# Required work
Nothing but the entries, copied exactly, should appear in the response.

◇ ◇ ◇

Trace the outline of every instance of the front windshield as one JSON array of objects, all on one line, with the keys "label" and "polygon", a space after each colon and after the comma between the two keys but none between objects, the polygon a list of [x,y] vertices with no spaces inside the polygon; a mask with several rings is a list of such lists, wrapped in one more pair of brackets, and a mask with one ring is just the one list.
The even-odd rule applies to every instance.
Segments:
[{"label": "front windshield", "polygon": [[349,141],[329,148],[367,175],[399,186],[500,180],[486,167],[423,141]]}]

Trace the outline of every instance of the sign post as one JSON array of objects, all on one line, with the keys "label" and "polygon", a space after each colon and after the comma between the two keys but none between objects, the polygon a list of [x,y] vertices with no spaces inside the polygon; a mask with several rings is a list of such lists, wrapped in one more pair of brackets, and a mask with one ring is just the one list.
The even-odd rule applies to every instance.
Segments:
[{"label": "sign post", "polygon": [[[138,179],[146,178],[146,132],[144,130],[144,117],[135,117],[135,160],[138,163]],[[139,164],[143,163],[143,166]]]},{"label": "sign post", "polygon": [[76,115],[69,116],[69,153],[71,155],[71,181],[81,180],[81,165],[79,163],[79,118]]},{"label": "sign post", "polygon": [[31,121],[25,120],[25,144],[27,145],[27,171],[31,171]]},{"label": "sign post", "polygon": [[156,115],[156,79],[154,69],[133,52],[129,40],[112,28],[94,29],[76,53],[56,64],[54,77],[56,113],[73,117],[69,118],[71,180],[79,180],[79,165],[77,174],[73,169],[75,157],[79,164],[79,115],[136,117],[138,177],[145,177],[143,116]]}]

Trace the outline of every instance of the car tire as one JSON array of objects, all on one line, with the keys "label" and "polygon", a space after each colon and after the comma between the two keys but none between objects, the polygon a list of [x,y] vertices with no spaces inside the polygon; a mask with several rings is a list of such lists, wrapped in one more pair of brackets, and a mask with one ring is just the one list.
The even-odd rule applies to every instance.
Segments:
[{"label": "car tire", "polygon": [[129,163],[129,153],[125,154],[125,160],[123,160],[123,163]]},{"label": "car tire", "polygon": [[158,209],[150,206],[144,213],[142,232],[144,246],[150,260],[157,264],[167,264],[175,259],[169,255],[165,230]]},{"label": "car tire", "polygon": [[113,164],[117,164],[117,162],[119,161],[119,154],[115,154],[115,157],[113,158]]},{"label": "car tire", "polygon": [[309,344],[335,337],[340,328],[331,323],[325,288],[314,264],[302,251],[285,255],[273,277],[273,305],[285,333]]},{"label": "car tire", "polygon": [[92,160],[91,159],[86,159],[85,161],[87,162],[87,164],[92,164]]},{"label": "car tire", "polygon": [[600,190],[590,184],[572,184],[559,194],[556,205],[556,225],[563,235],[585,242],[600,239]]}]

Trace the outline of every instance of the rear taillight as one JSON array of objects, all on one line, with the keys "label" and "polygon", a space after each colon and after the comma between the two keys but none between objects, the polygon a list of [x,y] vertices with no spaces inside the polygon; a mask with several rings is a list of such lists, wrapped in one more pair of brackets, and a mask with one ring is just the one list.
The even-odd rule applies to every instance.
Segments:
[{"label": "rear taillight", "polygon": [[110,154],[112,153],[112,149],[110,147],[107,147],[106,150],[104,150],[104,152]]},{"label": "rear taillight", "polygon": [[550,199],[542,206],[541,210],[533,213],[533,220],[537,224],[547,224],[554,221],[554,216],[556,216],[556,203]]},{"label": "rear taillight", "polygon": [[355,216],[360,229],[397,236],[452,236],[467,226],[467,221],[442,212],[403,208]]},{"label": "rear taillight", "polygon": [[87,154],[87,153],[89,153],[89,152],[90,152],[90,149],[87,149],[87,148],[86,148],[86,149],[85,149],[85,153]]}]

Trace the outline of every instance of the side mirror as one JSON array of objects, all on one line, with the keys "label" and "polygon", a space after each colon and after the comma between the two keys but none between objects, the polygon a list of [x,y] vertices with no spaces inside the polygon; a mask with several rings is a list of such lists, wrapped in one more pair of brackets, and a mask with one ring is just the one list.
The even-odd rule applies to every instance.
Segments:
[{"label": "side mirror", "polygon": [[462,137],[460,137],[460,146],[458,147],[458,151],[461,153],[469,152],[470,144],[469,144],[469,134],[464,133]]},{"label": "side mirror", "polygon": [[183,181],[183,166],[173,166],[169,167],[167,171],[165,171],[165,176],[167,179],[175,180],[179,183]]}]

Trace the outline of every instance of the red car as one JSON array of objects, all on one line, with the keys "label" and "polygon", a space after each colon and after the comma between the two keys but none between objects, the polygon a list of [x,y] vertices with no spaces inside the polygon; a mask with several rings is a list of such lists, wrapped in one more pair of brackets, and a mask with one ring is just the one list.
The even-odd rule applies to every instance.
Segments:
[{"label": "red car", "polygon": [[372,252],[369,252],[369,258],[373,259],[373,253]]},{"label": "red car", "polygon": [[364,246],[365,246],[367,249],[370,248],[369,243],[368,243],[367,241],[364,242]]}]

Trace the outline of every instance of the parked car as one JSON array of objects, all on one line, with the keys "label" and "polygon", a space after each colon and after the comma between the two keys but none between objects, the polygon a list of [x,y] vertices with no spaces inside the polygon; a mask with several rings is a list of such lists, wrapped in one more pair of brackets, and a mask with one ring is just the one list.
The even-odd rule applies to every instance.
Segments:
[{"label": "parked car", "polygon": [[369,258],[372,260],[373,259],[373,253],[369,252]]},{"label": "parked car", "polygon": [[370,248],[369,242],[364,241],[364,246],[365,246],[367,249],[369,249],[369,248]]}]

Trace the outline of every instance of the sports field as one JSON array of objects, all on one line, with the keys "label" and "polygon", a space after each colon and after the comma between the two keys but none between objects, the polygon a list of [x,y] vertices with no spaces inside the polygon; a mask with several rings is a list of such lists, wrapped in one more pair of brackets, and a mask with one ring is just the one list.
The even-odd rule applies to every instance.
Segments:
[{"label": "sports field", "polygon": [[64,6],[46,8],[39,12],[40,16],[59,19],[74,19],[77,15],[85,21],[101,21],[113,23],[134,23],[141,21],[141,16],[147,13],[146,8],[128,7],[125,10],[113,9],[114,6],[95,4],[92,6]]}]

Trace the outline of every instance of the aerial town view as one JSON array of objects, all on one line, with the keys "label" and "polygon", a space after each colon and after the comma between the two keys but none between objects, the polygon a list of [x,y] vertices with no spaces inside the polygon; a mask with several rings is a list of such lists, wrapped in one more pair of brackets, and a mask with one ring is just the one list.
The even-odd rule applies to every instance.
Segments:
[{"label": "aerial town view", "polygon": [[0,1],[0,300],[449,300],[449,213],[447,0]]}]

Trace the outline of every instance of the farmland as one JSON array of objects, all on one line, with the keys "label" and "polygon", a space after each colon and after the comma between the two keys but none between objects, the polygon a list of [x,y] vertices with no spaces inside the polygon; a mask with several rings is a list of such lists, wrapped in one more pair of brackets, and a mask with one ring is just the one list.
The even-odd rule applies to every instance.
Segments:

◇ ◇ ◇

# Output
Trace the outline of every instance of the front windshield as one JSON array of objects, all on one line, with the keys "label" and "polygon", a space after each colon and after the comma between the two keys but none between objects, the polygon a list of [x,y] vertices with no spaces inside the polygon; a mask with several rings is a list of such lists, wrapped in one more pair of brackets, and a mask with one ring is just the one list.
The even-odd rule applies to every instance.
Segments:
[{"label": "front windshield", "polygon": [[349,141],[329,148],[367,175],[399,186],[500,180],[486,167],[423,141]]}]

Trace the outline of every instance of the sign post as one JSON array of objects, all on one line, with the keys "label" and "polygon", a space after each colon and after the comma between the two keys but none between objects, the polygon a list of [x,y] vertices with no spaces inside the polygon; a mask with several rings is a list of such lists, wrapped in one more pair of brackets, and a mask with one ring is just the one list.
The even-odd rule applies to every instance.
Segments:
[{"label": "sign post", "polygon": [[[138,179],[146,178],[146,132],[144,130],[144,117],[135,117],[135,160],[138,163]],[[139,164],[143,163],[143,166]]]},{"label": "sign post", "polygon": [[76,115],[69,116],[69,153],[71,155],[71,181],[81,180],[81,165],[79,163],[79,118]]},{"label": "sign post", "polygon": [[31,121],[25,120],[25,144],[27,145],[27,171],[31,171]]},{"label": "sign post", "polygon": [[156,115],[156,79],[154,69],[133,52],[129,40],[112,28],[94,29],[76,53],[56,64],[54,77],[56,113],[73,117],[69,118],[71,180],[79,180],[79,165],[77,174],[73,169],[75,157],[79,164],[79,115],[136,117],[138,177],[145,177],[143,116]]}]

Trace the outline of every instance of the car tire as one JSON array of objects, all on one line, with the keys "label" and "polygon", a space after each colon and after the comma between the two keys but none between objects, the polygon a list of [x,y] vertices with no spaces inside the polygon; a mask with several rings is a list of such lists, wrapped in one more pair of brackets, and a mask with one ring is just the one list.
The even-odd rule applies to every instance.
Segments:
[{"label": "car tire", "polygon": [[129,163],[129,153],[125,154],[125,160],[123,160],[123,163]]},{"label": "car tire", "polygon": [[158,209],[150,206],[144,213],[142,232],[144,246],[150,260],[157,264],[167,264],[175,259],[169,255],[165,230]]},{"label": "car tire", "polygon": [[113,164],[117,164],[117,162],[119,161],[119,154],[115,154],[115,157],[113,158]]},{"label": "car tire", "polygon": [[309,344],[335,337],[340,328],[331,323],[325,288],[314,264],[302,251],[285,255],[273,277],[273,305],[285,333]]},{"label": "car tire", "polygon": [[92,160],[91,159],[86,159],[85,161],[87,162],[87,164],[92,164]]},{"label": "car tire", "polygon": [[600,190],[590,184],[572,184],[559,194],[556,205],[556,225],[563,235],[585,242],[600,239]]}]

Trace the outline of every instance of the rear taillight as one JSON array of objects, all on one line, with the keys "label" and "polygon", a space after each colon and after the comma between the two keys but none between objects, the polygon a list of [x,y] vertices with no spaces inside the polygon; a mask with several rings is a list of such lists, wrapped in one more pair of brackets, and a mask with one ring is just the one list.
The even-odd rule applies to every instance.
Segments:
[{"label": "rear taillight", "polygon": [[110,154],[112,153],[112,149],[110,147],[107,147],[106,150],[104,150],[104,152]]},{"label": "rear taillight", "polygon": [[550,199],[542,206],[541,210],[533,213],[533,220],[537,224],[547,224],[554,221],[554,216],[556,216],[556,203]]},{"label": "rear taillight", "polygon": [[355,216],[360,229],[397,236],[452,236],[467,226],[467,221],[442,212],[403,208]]},{"label": "rear taillight", "polygon": [[87,154],[87,153],[89,153],[89,152],[90,152],[90,149],[87,149],[87,148],[86,148],[86,149],[85,149],[85,153]]}]

Trace the outline of every instance of the side mirror as one JSON array of objects, all on one line, with the keys "label" and "polygon", a space after each colon and after the comma between the two keys but none between objects, the polygon a list of [x,y] vertices with no spaces inside the polygon; a mask with several rings is a list of such lists, wrapped in one more pair of brackets, and a mask with one ring is just the one list.
The even-odd rule applies to every instance.
Segments:
[{"label": "side mirror", "polygon": [[462,137],[460,137],[460,146],[458,147],[458,151],[461,153],[469,152],[470,144],[469,144],[469,134],[464,133]]},{"label": "side mirror", "polygon": [[183,181],[183,166],[173,166],[169,167],[167,171],[165,171],[165,176],[167,179],[175,180],[179,183]]}]

Trace the outline of every instance of the red car as one JSON array of objects, all on one line, with the keys "label" and "polygon", a space after each colon and after the comma between the two keys but none between objects, the polygon a list of [x,y] vertices with no spaces inside the polygon; a mask with several rings is a list of such lists, wrapped in one more pair of brackets, and a mask with one ring is just the one list.
The even-odd rule applies to every instance.
Segments:
[{"label": "red car", "polygon": [[372,252],[369,252],[369,258],[373,259],[373,253]]},{"label": "red car", "polygon": [[364,246],[365,246],[367,249],[370,248],[369,243],[368,243],[367,241],[364,242]]}]

Trace the outline of every instance of the parked car as one JSON array of objects, all on one line, with the keys "label" and "polygon", a space after each colon and after the comma between the two keys but none between objects, the polygon a list of [x,y] vertices with no spaces inside the polygon; a mask with several rings is a list of such lists, wrapped in one more pair of brackets, and a mask with one ring is just the one list.
The even-odd rule applies to every instance.
Segments:
[{"label": "parked car", "polygon": [[369,258],[372,260],[373,259],[373,253],[369,252]]},{"label": "parked car", "polygon": [[370,248],[369,242],[364,241],[364,246],[365,246],[367,249],[369,249],[369,248]]}]

Trace the outline of every instance of the sports field as one JSON array of objects, all on one line, with the keys "label" and "polygon", a space after each colon and after the comma between the two keys but none between objects, the polygon a list of [x,y] vertices with no spaces inside the polygon; a mask with several rings is a list of such lists, wrapped in one more pair of brackets, and a mask with one ring is just the one list.
The even-odd rule applies to every instance.
Segments:
[{"label": "sports field", "polygon": [[64,6],[46,8],[39,12],[40,16],[59,19],[74,19],[77,15],[85,21],[101,21],[113,23],[134,23],[141,21],[141,16],[147,13],[146,8],[128,7],[125,10],[113,9],[114,6],[95,4],[92,6]]}]

Trace the outline of every instance of the aerial town view as one JSON array of objects, all on one line, with the keys "label" and "polygon", a space after each colon and after the comma between the two keys but none between objects, the polygon a list of [x,y] vertices with no spaces inside the polygon; a mask with several rings is a list of such lists, wrapped in one more pair of brackets, and a mask with one ring is just the one list.
The even-odd rule applies to every instance.
Segments:
[{"label": "aerial town view", "polygon": [[0,1],[0,300],[449,300],[449,213],[447,0]]}]

Trace the outline of every instance of the farmland as one JSON array of objects, all on one line, with the keys "label" and "polygon", a space after each colon and after the comma between the two keys but none between objects, the polygon a list of [x,y] vertices with no spaces inside the polygon; a mask with several rings is a list of such lists, wrapped in one more pair of brackets, and a mask with one ring is just the one list.
The even-odd rule applies to every instance.
Segments:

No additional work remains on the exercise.